::: Given entries :::

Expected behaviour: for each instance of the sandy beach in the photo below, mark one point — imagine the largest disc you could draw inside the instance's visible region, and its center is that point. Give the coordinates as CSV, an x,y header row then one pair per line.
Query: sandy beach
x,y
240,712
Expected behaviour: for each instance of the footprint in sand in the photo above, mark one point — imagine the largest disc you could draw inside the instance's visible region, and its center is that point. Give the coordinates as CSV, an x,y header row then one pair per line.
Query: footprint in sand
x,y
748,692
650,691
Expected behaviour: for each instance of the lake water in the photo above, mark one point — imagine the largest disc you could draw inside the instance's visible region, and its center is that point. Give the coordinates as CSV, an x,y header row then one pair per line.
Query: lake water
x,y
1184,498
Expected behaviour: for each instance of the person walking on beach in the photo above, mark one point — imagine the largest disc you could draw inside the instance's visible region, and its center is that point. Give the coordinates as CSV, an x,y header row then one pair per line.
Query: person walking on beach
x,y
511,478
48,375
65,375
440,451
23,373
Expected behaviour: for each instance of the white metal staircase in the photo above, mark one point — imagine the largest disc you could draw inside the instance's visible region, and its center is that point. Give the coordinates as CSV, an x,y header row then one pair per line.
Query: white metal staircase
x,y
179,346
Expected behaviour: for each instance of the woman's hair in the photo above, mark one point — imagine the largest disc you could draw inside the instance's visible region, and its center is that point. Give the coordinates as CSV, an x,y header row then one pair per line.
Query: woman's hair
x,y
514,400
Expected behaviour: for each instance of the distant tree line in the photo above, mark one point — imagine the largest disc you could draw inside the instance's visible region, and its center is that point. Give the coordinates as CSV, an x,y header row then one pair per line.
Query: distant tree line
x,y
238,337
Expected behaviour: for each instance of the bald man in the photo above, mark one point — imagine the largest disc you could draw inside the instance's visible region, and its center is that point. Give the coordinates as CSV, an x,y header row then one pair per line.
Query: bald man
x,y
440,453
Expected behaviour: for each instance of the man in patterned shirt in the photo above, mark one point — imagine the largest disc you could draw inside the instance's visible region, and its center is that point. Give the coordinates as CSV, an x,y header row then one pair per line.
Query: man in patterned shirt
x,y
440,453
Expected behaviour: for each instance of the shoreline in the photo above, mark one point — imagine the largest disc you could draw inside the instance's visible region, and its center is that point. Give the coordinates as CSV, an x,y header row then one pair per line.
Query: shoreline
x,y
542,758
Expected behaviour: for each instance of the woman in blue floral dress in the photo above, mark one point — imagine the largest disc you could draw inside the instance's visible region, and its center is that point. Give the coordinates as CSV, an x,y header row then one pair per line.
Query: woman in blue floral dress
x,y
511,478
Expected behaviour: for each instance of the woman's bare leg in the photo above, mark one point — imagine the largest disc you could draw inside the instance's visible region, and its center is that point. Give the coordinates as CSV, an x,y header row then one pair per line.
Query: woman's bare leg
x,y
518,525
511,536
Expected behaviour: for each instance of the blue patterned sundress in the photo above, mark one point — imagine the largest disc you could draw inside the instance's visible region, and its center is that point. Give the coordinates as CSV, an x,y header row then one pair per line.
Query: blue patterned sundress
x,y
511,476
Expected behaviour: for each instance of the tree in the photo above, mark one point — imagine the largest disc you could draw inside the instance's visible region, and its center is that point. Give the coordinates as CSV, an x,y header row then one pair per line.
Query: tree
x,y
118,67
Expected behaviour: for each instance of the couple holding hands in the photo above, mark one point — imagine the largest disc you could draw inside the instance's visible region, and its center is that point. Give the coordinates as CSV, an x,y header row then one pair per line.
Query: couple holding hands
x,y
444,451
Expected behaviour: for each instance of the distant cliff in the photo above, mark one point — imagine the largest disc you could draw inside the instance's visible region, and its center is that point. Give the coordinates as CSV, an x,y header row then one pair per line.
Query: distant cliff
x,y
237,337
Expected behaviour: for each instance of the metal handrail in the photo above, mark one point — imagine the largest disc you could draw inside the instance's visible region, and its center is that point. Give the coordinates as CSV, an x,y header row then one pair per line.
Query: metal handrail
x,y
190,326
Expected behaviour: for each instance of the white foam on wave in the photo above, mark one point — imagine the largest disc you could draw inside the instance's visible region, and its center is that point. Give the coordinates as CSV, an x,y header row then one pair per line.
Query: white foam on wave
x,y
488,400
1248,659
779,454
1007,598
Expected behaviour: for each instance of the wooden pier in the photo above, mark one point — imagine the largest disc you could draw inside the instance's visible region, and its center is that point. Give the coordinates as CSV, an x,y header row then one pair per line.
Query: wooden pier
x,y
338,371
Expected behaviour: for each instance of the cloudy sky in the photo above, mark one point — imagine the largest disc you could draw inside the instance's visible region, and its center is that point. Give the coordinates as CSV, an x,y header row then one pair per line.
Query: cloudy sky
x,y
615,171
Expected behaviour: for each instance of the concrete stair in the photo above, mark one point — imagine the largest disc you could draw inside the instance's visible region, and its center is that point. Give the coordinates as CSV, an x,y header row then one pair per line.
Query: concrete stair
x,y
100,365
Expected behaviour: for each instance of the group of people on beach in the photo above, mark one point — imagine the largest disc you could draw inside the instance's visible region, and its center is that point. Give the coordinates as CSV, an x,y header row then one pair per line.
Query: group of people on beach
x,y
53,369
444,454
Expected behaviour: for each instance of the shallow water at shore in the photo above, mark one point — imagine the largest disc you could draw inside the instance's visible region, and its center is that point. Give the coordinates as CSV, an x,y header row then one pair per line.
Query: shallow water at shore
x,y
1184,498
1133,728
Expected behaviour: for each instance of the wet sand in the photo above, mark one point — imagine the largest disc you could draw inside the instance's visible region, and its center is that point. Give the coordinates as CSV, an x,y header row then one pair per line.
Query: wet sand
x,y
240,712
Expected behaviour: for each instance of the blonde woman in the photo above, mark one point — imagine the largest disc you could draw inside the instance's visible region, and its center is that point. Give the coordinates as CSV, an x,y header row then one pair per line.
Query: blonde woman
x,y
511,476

:::
::: Given entries :::

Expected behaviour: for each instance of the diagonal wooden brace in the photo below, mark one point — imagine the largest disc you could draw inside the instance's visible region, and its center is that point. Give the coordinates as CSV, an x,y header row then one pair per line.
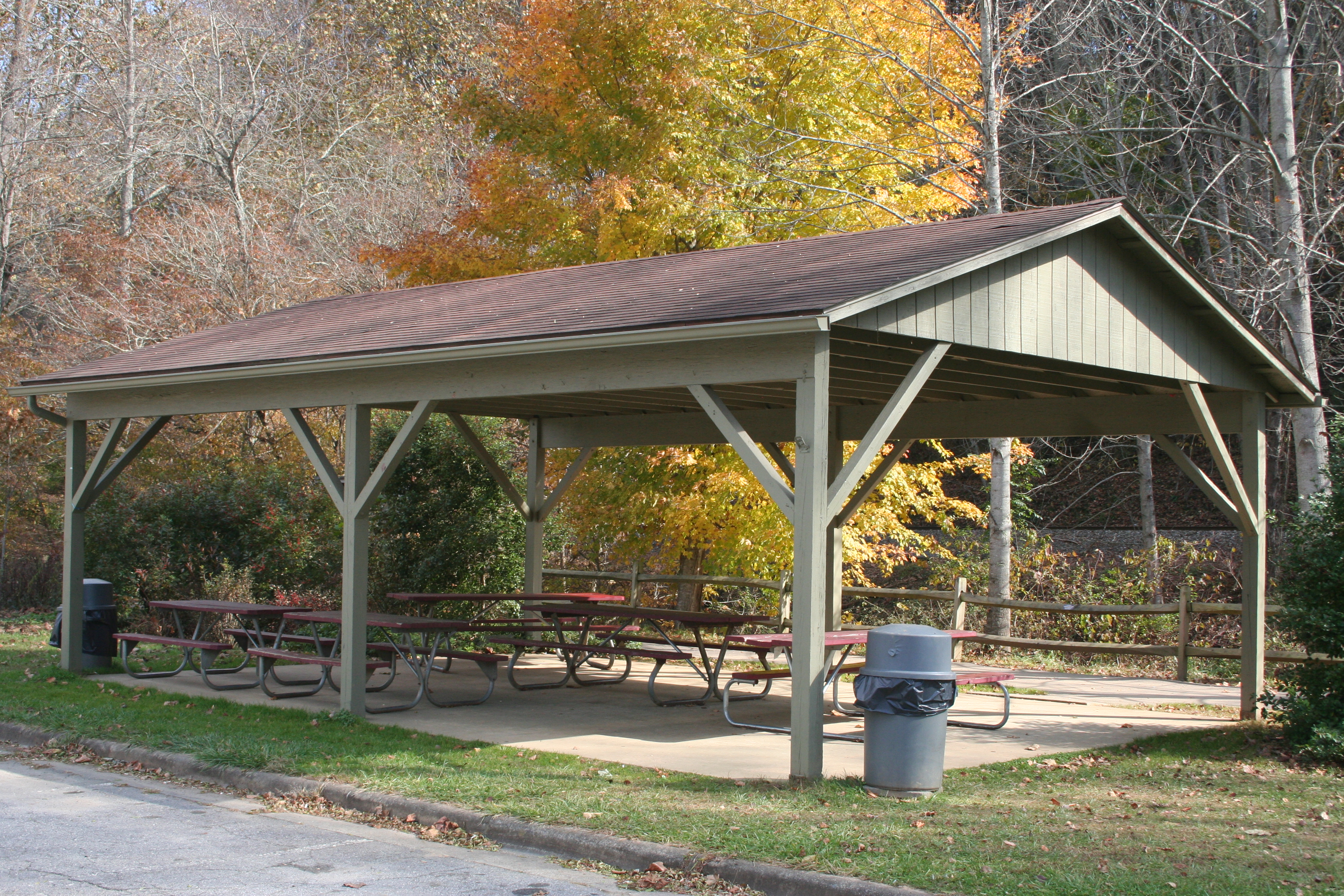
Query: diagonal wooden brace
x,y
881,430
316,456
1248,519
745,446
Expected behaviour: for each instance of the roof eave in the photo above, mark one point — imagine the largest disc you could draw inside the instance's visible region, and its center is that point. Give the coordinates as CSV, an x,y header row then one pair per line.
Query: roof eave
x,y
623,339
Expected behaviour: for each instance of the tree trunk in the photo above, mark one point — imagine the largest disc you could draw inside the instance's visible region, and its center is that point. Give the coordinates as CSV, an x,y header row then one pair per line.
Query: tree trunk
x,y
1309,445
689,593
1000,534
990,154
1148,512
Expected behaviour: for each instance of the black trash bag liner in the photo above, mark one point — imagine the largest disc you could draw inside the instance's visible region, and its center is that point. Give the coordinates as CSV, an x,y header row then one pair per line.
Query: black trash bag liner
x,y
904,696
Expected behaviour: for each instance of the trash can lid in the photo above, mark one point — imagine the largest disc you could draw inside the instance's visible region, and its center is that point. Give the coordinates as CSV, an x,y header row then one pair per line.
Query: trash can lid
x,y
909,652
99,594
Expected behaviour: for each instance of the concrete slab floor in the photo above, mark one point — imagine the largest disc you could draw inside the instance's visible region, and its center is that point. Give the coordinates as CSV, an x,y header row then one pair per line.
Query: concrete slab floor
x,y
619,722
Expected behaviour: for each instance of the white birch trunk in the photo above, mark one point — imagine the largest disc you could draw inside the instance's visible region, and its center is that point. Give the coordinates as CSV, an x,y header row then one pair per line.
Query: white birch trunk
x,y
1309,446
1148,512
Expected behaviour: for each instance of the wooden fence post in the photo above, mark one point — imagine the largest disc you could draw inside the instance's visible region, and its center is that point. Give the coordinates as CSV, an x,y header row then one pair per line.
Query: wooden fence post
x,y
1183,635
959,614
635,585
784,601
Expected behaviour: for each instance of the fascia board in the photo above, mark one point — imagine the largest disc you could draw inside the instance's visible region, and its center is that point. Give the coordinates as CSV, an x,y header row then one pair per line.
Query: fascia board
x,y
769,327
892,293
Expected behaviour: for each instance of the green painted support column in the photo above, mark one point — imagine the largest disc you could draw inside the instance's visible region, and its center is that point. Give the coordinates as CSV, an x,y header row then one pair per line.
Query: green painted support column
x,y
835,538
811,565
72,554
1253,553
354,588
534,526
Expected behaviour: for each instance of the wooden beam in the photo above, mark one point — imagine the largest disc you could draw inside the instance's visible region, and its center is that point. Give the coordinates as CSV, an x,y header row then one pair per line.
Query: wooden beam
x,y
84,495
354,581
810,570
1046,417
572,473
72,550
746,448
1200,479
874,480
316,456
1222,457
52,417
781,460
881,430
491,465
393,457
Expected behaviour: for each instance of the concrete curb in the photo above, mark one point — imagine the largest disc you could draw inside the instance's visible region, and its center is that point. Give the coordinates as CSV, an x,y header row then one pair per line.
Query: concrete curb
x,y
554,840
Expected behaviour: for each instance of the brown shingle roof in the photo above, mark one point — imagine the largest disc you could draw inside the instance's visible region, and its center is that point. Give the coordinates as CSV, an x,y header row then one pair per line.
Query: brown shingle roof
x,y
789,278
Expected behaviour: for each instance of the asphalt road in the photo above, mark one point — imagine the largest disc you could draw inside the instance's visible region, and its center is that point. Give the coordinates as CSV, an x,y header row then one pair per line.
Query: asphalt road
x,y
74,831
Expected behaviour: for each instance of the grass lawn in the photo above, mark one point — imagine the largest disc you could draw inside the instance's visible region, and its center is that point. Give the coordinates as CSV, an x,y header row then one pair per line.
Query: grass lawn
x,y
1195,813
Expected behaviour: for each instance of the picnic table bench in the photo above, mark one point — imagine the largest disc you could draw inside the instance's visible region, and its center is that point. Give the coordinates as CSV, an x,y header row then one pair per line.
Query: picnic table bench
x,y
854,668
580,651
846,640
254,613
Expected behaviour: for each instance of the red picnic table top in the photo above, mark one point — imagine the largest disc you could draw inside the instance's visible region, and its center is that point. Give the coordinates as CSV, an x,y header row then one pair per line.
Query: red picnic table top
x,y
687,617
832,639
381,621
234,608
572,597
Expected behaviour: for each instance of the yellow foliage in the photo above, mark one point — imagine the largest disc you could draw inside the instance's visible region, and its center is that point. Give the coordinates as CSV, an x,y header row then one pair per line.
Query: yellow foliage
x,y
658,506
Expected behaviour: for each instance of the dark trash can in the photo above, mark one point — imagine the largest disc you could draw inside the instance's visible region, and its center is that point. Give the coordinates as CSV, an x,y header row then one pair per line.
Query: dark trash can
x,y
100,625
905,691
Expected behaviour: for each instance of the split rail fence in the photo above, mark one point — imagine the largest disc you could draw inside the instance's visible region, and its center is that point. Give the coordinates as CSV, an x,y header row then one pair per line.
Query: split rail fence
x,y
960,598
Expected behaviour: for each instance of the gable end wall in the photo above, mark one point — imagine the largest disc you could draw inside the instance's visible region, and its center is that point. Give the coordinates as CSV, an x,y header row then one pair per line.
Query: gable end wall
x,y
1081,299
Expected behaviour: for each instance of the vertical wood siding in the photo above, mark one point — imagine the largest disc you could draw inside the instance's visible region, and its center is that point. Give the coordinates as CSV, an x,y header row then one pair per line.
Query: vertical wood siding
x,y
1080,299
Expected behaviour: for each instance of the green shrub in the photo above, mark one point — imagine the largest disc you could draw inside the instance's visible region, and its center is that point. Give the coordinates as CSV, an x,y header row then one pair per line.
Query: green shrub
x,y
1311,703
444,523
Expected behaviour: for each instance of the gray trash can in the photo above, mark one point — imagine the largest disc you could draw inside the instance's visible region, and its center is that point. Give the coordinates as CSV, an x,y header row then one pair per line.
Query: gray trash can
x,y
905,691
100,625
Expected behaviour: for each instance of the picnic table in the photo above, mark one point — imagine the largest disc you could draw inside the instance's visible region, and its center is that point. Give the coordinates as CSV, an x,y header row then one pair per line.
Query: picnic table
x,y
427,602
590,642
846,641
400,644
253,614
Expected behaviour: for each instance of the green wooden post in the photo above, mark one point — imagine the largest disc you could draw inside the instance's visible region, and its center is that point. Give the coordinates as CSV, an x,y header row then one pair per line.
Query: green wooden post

:::
::: Given entries :::

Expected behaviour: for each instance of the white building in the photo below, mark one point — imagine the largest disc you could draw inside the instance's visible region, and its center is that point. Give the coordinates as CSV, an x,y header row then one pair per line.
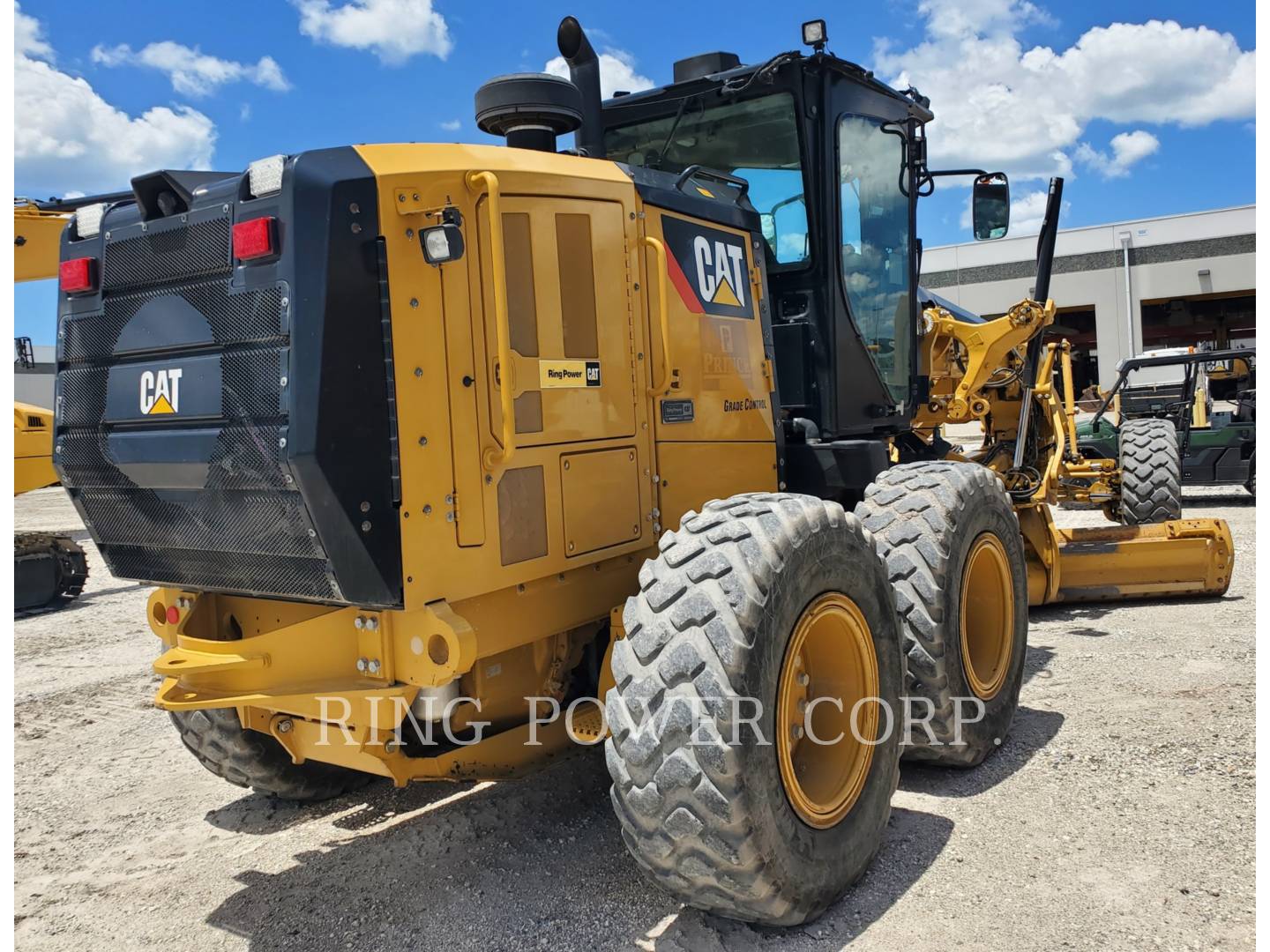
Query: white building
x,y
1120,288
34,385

:::

Convert the lines from the one containing "Expected behaviour: for each instance of the green wooden" up to and including the one containing "Query: green wooden post" into a JSON list of strings, with one string per line and blank lines left out.

§ **Solution for this problem**
[
  "Expected behaviour: for each instance of the green wooden post in the photo above, mark one point — imagine the largest disc you could draw inside the instance's visible region, and its center is that point. Give the coordinates as CSV, an x,y header row then one pair per line.",
  "Query: green wooden post"
]